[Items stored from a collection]
########################################
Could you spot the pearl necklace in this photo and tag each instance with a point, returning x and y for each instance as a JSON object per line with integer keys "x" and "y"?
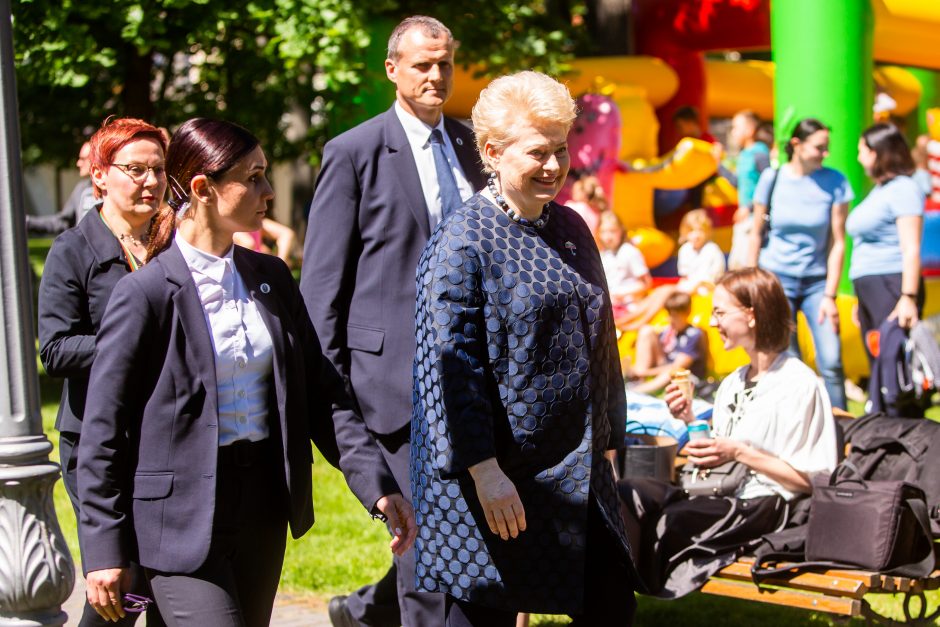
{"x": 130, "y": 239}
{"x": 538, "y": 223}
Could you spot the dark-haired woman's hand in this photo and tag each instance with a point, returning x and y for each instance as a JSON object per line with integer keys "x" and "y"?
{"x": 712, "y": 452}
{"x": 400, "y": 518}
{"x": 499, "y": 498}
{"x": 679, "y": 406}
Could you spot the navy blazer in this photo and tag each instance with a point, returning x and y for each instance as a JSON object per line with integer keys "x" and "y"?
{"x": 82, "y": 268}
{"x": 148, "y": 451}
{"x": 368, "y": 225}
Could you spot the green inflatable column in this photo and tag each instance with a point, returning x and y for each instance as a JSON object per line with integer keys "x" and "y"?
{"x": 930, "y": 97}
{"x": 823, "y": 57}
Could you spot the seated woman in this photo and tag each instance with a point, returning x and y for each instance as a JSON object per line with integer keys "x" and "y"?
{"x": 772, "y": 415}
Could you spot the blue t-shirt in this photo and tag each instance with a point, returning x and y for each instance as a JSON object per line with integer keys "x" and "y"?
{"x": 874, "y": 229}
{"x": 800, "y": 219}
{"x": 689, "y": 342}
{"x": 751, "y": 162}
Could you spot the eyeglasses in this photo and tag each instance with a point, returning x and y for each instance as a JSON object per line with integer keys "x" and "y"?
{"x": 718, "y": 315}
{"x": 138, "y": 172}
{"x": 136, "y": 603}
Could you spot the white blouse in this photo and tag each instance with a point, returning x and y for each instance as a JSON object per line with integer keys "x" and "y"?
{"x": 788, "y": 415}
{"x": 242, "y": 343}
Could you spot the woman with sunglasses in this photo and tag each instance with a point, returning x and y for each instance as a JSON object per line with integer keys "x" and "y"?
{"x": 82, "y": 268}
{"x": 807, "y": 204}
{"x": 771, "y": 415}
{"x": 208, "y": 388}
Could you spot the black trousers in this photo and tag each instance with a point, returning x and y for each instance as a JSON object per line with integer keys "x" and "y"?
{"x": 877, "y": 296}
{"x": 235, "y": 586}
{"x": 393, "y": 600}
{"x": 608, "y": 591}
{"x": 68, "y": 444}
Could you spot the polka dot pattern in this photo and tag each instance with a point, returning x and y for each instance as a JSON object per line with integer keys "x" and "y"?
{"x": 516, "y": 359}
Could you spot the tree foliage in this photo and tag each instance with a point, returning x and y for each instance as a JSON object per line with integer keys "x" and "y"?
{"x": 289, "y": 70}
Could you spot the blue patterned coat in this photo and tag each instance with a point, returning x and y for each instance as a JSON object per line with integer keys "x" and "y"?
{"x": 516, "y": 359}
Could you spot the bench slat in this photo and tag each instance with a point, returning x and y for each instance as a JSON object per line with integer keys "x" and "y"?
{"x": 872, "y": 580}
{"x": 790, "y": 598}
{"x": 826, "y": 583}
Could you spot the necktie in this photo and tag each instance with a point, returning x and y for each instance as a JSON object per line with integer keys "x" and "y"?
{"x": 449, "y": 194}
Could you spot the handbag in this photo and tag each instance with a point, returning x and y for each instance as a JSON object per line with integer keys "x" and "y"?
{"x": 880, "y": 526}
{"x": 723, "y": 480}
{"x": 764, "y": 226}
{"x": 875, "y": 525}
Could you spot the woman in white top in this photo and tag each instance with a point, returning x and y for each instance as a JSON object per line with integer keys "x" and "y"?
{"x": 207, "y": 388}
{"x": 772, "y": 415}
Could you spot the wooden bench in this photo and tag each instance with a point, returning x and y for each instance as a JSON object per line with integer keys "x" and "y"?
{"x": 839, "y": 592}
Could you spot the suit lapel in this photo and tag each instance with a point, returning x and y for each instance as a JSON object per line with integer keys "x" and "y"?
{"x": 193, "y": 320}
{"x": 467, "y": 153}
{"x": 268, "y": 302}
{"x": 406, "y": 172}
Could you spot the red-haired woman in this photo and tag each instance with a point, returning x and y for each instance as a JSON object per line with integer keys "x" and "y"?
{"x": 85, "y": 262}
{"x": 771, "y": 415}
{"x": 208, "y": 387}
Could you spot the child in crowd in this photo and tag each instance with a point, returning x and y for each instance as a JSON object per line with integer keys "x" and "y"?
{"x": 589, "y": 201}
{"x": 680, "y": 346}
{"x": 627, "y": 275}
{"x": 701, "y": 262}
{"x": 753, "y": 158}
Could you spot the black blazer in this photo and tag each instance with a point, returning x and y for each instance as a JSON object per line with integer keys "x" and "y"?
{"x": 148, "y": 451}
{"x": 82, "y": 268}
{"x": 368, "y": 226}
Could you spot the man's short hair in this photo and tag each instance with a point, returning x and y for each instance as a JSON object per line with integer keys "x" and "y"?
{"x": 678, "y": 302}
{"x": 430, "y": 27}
########################################
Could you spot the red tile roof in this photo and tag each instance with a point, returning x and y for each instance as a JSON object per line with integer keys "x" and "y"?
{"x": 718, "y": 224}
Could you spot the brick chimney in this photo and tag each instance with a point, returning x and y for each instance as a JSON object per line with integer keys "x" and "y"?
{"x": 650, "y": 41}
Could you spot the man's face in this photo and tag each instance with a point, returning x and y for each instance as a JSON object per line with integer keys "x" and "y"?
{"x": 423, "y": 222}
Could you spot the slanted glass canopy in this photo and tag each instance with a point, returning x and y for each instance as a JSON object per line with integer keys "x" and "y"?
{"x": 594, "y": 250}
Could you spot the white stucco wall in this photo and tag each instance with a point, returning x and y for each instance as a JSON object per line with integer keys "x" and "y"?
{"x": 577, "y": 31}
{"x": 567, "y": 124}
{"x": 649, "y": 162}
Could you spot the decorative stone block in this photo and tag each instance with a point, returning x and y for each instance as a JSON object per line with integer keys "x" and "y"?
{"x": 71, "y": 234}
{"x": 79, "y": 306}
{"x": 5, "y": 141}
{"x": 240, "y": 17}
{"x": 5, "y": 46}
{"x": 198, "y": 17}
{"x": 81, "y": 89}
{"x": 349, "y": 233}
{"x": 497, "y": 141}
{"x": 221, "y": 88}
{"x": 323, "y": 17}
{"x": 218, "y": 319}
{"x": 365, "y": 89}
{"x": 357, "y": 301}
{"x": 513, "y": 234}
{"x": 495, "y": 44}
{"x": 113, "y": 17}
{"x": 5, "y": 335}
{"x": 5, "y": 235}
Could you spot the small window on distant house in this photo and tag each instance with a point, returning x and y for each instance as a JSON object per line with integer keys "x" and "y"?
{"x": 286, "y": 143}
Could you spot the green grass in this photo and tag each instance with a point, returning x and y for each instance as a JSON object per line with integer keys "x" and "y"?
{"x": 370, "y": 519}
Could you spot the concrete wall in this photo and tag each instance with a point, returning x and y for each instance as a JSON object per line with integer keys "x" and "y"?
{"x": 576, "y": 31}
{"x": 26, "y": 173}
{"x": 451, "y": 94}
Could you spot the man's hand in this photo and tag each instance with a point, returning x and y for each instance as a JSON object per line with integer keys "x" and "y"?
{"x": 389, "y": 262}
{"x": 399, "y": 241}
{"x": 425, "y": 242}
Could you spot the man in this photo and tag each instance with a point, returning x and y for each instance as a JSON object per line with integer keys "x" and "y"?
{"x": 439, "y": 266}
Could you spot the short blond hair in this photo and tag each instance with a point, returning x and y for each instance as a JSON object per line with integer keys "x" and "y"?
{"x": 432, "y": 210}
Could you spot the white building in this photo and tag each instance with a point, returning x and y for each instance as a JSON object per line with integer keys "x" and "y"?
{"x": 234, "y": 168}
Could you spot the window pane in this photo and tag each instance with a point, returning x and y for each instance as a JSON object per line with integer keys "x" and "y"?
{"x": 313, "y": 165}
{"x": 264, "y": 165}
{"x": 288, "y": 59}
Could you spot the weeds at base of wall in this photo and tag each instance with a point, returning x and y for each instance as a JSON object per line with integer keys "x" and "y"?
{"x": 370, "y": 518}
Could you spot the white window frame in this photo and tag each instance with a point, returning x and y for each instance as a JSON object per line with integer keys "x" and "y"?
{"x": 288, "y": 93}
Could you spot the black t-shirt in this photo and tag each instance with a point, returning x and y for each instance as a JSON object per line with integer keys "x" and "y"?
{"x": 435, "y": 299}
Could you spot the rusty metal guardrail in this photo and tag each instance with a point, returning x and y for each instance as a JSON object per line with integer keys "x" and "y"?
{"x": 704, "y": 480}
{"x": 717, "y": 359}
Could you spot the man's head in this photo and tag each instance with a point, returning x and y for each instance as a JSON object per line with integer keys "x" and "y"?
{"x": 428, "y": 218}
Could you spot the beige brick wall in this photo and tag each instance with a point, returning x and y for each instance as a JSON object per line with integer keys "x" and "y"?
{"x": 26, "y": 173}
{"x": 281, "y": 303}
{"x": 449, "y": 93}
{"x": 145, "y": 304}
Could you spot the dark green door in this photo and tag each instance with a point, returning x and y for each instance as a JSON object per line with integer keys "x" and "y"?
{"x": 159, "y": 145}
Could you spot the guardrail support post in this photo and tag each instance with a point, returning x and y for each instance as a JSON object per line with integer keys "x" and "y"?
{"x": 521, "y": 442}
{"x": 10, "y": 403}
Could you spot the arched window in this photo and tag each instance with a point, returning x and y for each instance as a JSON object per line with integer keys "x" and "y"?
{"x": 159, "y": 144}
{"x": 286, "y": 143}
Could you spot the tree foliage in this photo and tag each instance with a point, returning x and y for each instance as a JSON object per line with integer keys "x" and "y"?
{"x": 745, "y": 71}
########################################
→ WORK INSTRUCTIONS:
Find each row above that contains the word "wall" and copy every such row in full.

→ OUTPUT BELOW:
Could you spot the white stucco wall in this photo and tag each instance with a point, returning x and y for each instance as a JSON object per line with integer keys "x" and "y"?
Could you spot the concrete wall in this photo and tag each instance with a point, returning x and y for each instance as a JSON object per line with integer keys "x" and "y"?
Could you spot the weeds at base of wall in this photo and tag each instance with a point, returning x and y for each instance as a JSON object per line with integer keys "x" and "y"?
Could you spot the beige brick wall in this photo and tag each instance with a point, returning x and y for each instance as a JSON object per line with integer keys "x" and "y"?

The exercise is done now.